> The problem: Whatever appears in the records should be given again exactly, down to the last mark.

(Exercise materials)

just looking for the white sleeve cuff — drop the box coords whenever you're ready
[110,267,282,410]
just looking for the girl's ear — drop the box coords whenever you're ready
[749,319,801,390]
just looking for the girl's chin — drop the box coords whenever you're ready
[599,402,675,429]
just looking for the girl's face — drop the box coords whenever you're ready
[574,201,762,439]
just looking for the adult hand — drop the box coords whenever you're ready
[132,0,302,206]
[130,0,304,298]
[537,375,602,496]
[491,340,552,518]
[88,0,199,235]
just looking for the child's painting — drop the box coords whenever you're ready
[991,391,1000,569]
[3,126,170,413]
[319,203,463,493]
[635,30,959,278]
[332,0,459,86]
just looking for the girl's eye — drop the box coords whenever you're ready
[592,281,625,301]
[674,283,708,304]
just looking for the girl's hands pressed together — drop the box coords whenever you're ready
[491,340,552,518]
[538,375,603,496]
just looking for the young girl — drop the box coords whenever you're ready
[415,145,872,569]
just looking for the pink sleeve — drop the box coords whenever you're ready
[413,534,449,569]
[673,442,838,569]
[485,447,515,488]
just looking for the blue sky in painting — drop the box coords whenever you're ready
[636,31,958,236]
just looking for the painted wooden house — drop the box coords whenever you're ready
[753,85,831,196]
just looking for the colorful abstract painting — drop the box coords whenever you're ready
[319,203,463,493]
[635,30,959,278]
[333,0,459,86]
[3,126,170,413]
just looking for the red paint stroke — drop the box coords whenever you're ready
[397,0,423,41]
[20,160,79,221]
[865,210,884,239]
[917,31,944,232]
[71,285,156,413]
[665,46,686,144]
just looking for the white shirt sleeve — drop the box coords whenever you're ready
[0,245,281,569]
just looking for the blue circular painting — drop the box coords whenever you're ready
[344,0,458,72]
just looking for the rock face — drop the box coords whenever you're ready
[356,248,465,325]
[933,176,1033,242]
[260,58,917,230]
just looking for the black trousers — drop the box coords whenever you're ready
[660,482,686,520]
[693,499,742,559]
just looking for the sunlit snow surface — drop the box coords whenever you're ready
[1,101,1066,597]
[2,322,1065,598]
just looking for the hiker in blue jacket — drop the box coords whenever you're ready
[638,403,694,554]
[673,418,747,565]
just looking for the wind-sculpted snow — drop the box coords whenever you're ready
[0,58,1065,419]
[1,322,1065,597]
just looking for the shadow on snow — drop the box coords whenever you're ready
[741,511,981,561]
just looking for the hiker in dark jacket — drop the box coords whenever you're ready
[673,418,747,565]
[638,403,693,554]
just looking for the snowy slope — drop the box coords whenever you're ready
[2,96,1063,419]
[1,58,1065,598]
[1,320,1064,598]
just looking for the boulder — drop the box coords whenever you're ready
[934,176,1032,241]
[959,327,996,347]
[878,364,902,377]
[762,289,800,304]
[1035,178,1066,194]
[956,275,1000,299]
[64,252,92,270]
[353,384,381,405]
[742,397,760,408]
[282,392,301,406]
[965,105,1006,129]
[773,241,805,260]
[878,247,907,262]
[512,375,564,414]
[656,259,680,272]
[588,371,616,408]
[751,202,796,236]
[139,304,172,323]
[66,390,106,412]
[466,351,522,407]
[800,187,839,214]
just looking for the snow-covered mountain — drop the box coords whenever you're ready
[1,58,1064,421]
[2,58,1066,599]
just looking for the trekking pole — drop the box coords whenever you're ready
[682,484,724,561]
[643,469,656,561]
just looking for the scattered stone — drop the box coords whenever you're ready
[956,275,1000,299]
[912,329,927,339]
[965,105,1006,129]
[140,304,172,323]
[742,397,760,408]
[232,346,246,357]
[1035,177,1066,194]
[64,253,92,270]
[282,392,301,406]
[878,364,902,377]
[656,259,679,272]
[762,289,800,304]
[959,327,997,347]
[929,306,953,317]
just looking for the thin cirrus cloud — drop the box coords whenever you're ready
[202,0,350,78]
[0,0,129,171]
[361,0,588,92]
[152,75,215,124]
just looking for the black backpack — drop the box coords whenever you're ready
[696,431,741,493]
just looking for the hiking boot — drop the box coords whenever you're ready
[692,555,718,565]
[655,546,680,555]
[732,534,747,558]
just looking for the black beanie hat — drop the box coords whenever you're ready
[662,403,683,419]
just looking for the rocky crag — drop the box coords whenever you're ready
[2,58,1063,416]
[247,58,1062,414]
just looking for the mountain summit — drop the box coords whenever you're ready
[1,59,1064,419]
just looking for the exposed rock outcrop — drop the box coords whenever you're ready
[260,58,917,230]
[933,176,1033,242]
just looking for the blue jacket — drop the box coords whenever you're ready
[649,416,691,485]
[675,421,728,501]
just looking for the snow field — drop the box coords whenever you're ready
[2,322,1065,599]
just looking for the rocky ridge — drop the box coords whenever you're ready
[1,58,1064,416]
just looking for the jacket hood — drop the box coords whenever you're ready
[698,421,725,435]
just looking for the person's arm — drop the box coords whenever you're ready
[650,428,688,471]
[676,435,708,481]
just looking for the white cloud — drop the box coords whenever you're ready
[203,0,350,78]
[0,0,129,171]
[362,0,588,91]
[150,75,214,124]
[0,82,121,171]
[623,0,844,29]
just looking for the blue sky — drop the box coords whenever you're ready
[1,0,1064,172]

(End Exercise materials)

> Completed exercise:
just looking for the white sleeve cuff — drop the box coords whenever you're ready
[110,267,282,410]
just looking for the girl's ear — drop the box coords whenever you're ready
[749,319,801,390]
just looking for the girl's chin — drop the box coords whenever you're ready
[599,402,675,429]
just looking for the girl's face — drop the box coords whenever you're ready
[574,201,762,439]
just looking for the adult hand — drop the box coords whenever you're ready
[132,0,302,206]
[130,0,304,298]
[537,375,602,496]
[491,340,552,518]
[88,0,199,235]
just looking for the child's painting — drop the box coords whenever you're ready
[991,391,1000,569]
[3,126,170,413]
[319,203,463,493]
[635,30,959,278]
[332,0,459,86]
just looking for the girl's eye — drop the box coords whenever you're ready
[592,281,625,301]
[674,283,708,304]
just looking for the girl's hands pressed together — drop the box coords whenever you're ready
[491,340,552,518]
[538,375,603,496]
just looking for the young girl — drop the box coords whenever you're ready
[415,145,872,569]
just looking for the pink sleeve — drop the box coords whenever you're ready
[413,534,449,569]
[673,442,838,569]
[485,447,515,488]
just looking for the blue sky in painting — drop the box coords whenever you're ready
[636,31,958,236]
just looking for the painted wooden house — drop the box coords whenever you're ready
[753,85,831,196]
just looking for the colorful abstract painting — drop the box coords whenever you're ready
[319,203,463,493]
[635,30,959,278]
[333,0,459,86]
[3,126,170,413]
just looking for the red paint stroke — drop the box coords whenever you're ready
[397,0,423,41]
[20,160,79,221]
[865,210,884,239]
[917,31,944,232]
[71,285,156,413]
[665,46,686,144]
just looking for the white shirt sleeve — drop the box coords whenever you're ready
[0,245,281,569]
just looking for the blue circular painting — drop the box coords whenever you're ready
[344,0,458,72]
just looking for the rock face — drop the box coords whenever you're ready
[356,248,465,325]
[933,176,1033,242]
[260,58,917,230]
just looking for the black trousers — drop the box coords whenever you're ready
[660,482,686,520]
[693,499,742,559]
just looking for the sunlit snow surface — drop the box coords whenever you're ready
[1,101,1066,597]
[2,322,1065,598]
just looking for the hiker in blue jacket — drop the box coords whenever you're ready
[638,403,694,554]
[673,418,747,565]
just looking for the wind-sculpted snow — drop the box coords whenever you're ready
[0,58,1065,419]
[1,322,1065,597]
just looking for the shadow on snow — drop the box coords whenever you're ready
[741,511,981,561]
just looking for the hiker in dark jacket — drop the box coords whenever you're ready
[673,418,747,565]
[638,403,693,554]
just looking for the snowy slope — drop the box coords whenever you're ready
[2,96,1063,419]
[1,58,1065,598]
[1,320,1064,598]
just looking for the boulder — drop the box coords whenever you're ready
[934,176,1032,241]
[959,327,996,347]
[878,364,902,377]
[762,289,800,304]
[1035,178,1066,194]
[956,275,1000,299]
[64,252,92,270]
[353,384,381,405]
[742,397,760,408]
[282,392,301,406]
[965,105,1006,129]
[773,241,805,260]
[878,247,907,262]
[512,375,564,414]
[656,259,680,272]
[588,371,616,408]
[751,202,796,236]
[139,304,172,323]
[66,390,106,412]
[466,351,522,407]
[800,187,839,214]
just looking for the snow-covered mountain — drop the box coords whenever you're ready
[1,58,1064,421]
[2,58,1066,599]
just looking for the trekking pole — drop the box coords whenever you're ready
[682,484,724,561]
[643,469,656,561]
just looking for the scattered stone — drop the box coords whenever you're ready
[956,275,1000,299]
[912,329,927,339]
[965,105,1006,129]
[140,304,172,323]
[742,397,760,408]
[232,346,246,357]
[1035,177,1066,194]
[64,253,92,270]
[282,392,301,406]
[878,364,902,377]
[656,259,679,272]
[762,289,800,304]
[959,327,997,347]
[929,306,953,317]
just looking for the thin cirrus cloud — drop the box coords whenever you're ready
[202,0,350,78]
[0,0,129,171]
[361,0,588,92]
[152,75,215,124]
just looking for the black backpack — drop the box coords whenever you're ready
[696,431,741,493]
just looking for the hiking boot — drop the box coords whenever you're ready
[692,555,718,565]
[655,546,680,555]
[732,534,747,558]
just looking for the black beanie hat — drop the box coords whenever you're ready
[662,403,683,419]
just looking for the rocky crag — drop the box coords whenever you're ready
[2,58,1063,416]
[247,58,1062,414]
just looking for the mountain summit — drop the box coords whenever you're ready
[1,59,1064,419]
just looking for the exposed rock outcrop — drop the box coords whenever you're ready
[260,58,917,230]
[933,176,1033,242]
just looking for the blue jacket — drop the box coords whenever you're ready
[649,416,691,485]
[675,421,728,501]
just looking for the snow field — drop the box coords whenever you're ready
[2,322,1065,599]
just looking for the rocky ridge — drop the box coords whenever you're ready
[1,58,1064,416]
just looking for the jacket hood — drop the box coords whenever you're ready
[698,421,725,435]
just looking for the person's arm — drop the box coords whenever you're ready
[650,428,688,471]
[676,435,708,481]
just looking for the white cloud — drop the box coords whenever you're ready
[203,0,350,78]
[0,0,129,171]
[362,0,588,91]
[150,75,214,124]
[0,82,121,171]
[623,0,844,29]
just looking for the blue sky — drop the box coords whenever you're ready
[1,0,1064,172]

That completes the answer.